• AUFGABEN:
1. Warum ist der Vorwurf falsch, die Philosophie der Schulen achte beim Erkennen nur auf den Verstand und vernachlässige Willen und Gemütsbewegungen? Antworte in ein bis drei Sätzen so, wie der Auszug über christliche Philosophie es begründet.
2. Schreib den Auszug über christliche Philosophie und menschliches Erkennen nach seinem letzten Satz weiter.

• AUSZUG:
::::
Aber kein Katholik kann daran zweifeln, dass dieses ein
vollständiger Irrtum ist, besonders da es sich um
Systeme handelt, wie den ”Immanentismus”, ”Idealismus”,
den geschichtlichen oder dialektischen ”Materialismus”
oder auch den ”Existenzialismus”, entweder in der Form
des Atheismus oder wie er sich wenigstens gegen den Wert
der metaphysischen Schlussfolgerung wendet.
33
Schließlich werfen sie der Philosophie unserer Schulen
noch vor, dass sie im Erkenntnisvorgang nur den Verstand
berücksichtige, die Tätigkeit des Willens aber und der
Gemütsbewegungen vernachlässige. Das entspricht nicht
der Wahrheit. Denn niemals hat die christliche
Philosophie den Nutzen und die Wirksamkeit geleugnet,
die die gute Verfassung der Gesamtseele für die volle
Erkenntnis und Erfassung der religiösen und sittlichen
Wahrheiten haben; im Gegenteil, sie hat immer gelehrt,
dass das Fehlen einer solchen Verfassung der Grund dafür
sein kann, dass der Verstand unter dem Einfluss der
Leidenschaften und des bösen Willens so verdunkelt wird,
dass er nicht mehr richtig sieht. Mehr noch, der ”Doctor
Communis” glaubt, dass der Verstand in irgendeiner Weise
die höheren Güter der natürlichen oder übernatürlichen
Sittenordnung begreifen könne, insofern, als er in
seinem Innern eine gewisse gemütsmäßige natürliche oder
gnadenhafte ”Naturgleichheit” (Connaturalitas) mit
diesen Gütern verspürt[10].
::::
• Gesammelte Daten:
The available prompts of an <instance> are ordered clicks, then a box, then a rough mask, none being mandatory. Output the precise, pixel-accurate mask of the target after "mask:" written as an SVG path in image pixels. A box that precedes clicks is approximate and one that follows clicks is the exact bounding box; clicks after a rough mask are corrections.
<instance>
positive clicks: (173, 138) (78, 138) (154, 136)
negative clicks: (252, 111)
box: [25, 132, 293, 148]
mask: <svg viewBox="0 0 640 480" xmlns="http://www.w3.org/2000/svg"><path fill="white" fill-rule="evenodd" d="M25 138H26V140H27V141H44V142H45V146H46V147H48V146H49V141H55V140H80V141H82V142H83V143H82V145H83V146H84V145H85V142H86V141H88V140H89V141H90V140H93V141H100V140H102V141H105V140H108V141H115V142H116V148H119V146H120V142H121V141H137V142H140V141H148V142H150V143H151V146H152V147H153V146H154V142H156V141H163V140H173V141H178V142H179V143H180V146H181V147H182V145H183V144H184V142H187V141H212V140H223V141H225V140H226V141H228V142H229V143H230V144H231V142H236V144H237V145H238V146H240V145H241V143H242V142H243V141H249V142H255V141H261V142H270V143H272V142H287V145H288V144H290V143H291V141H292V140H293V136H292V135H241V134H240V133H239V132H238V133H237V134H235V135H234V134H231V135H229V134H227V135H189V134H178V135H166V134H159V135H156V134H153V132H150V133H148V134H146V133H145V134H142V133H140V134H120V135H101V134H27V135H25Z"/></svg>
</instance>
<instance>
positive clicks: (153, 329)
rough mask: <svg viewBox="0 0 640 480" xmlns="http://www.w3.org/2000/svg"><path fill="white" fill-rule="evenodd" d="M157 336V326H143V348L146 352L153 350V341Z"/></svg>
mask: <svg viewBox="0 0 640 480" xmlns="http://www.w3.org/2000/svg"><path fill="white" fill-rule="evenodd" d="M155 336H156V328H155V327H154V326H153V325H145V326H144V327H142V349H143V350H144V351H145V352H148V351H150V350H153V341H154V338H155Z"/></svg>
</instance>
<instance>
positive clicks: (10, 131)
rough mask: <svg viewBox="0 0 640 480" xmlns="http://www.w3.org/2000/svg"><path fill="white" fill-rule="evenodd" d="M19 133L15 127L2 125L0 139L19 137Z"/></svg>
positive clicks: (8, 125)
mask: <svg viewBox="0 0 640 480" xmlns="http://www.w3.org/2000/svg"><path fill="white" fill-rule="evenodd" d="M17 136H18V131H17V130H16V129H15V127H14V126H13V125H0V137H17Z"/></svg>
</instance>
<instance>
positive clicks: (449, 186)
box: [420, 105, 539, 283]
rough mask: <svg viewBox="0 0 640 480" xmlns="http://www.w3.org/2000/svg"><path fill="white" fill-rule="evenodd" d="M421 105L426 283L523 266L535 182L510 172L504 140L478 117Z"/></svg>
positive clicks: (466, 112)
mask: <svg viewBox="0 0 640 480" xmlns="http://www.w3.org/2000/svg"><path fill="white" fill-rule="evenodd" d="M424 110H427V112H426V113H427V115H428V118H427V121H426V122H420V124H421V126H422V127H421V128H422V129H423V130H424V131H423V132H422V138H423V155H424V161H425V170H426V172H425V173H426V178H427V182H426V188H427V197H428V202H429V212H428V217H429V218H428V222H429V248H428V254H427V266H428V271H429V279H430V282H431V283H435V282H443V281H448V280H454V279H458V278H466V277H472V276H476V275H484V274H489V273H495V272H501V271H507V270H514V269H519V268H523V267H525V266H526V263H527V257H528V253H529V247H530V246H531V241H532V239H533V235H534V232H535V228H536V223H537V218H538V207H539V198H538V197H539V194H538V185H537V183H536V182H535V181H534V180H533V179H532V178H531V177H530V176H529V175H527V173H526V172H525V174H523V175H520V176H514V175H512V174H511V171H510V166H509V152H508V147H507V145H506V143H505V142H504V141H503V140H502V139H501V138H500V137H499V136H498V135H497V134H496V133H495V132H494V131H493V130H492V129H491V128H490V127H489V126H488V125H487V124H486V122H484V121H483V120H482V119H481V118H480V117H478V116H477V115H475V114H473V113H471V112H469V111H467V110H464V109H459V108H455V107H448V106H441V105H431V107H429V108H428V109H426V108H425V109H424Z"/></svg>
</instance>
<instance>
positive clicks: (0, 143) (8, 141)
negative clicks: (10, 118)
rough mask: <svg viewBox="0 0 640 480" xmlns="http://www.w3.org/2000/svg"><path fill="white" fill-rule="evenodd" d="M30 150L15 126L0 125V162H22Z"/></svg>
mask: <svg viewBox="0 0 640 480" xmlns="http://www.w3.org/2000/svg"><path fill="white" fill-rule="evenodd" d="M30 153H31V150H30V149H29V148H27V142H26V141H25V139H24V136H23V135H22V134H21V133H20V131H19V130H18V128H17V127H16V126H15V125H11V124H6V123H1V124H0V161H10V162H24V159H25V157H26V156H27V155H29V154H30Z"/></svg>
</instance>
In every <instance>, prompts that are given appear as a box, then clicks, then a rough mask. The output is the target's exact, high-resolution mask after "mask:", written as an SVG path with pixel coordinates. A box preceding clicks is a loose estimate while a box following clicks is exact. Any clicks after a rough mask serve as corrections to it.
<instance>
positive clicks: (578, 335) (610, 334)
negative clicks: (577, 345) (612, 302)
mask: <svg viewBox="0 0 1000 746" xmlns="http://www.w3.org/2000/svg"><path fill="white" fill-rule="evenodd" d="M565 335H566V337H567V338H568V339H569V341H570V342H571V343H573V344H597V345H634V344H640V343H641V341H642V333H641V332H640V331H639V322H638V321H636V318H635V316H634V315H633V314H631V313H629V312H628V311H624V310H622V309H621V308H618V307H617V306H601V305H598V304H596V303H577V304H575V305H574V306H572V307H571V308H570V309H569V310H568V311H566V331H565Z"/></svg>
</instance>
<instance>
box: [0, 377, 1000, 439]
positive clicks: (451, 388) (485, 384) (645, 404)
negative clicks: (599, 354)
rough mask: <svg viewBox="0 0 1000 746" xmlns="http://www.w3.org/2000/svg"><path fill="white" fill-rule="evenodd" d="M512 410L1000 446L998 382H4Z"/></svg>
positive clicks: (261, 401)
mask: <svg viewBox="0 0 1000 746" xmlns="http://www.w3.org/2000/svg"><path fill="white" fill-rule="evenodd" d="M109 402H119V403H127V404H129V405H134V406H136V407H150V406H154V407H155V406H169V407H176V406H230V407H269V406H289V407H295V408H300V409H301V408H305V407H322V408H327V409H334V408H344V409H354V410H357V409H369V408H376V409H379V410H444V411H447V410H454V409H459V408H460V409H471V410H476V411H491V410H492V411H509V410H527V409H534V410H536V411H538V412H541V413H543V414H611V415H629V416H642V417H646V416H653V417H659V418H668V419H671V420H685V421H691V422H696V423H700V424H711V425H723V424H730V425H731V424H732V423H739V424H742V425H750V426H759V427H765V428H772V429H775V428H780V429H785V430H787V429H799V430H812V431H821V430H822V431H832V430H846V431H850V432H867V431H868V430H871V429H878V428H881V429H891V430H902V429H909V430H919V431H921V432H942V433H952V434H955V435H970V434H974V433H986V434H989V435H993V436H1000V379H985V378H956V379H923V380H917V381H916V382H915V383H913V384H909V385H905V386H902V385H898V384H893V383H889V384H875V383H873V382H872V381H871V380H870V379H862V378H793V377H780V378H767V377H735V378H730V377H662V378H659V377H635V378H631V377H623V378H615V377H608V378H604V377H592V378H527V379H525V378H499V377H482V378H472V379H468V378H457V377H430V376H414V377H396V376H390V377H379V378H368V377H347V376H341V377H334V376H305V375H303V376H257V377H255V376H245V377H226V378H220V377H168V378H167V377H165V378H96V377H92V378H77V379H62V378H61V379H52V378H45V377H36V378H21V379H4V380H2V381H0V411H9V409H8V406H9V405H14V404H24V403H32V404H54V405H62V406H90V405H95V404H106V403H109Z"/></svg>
::::
• ANTWORTEN:
1. Die christliche Philosophie hat nie bestritten, dass eine gute Verfassung der ganzen Seele für die volle Erkenntnis religiöser und sittlicher Wahrheiten nützlich und wirksam ist. Sie hat im Gegenteil immer gelehrt, dass der Verstand ohne diese Verfassung unter dem Einfluss der Leidenschaften und des bösen Willens so verdunkelt werden kann, dass er nicht mehr richtig sieht.

2.
Es versteht sich, wie sehr diese, wenn auch nur im
Unterbewusstsein liegende Erkenntnis den Bemühungen der
Vernunft helfen kann. Den Willensaffekten die Kraft
zuerkennen, der Vernunft zu helfen, zu einer sichereren
und festeren Erkenntnis der sittlichen Wahrheiten zu
kommen, bedeutet aber nicht, was diese Neuerer
behaupten, dass nämlich der Wille und das Gefühl eine
gewisse intuitive Kraft haben, und dass der Mensch, wo
er durch Verstandestätigkeit nicht mit Sicherheit die
Wahrheit erkennen kann, sich an den Willen wendet, mit
dem er einen freien Entschluss und eine Wahl zwischen
entgegengesetzten Meinungen treffen kann; dabei
vermischt er in übler Weise die Erkenntnis und den
Willensakt miteinander.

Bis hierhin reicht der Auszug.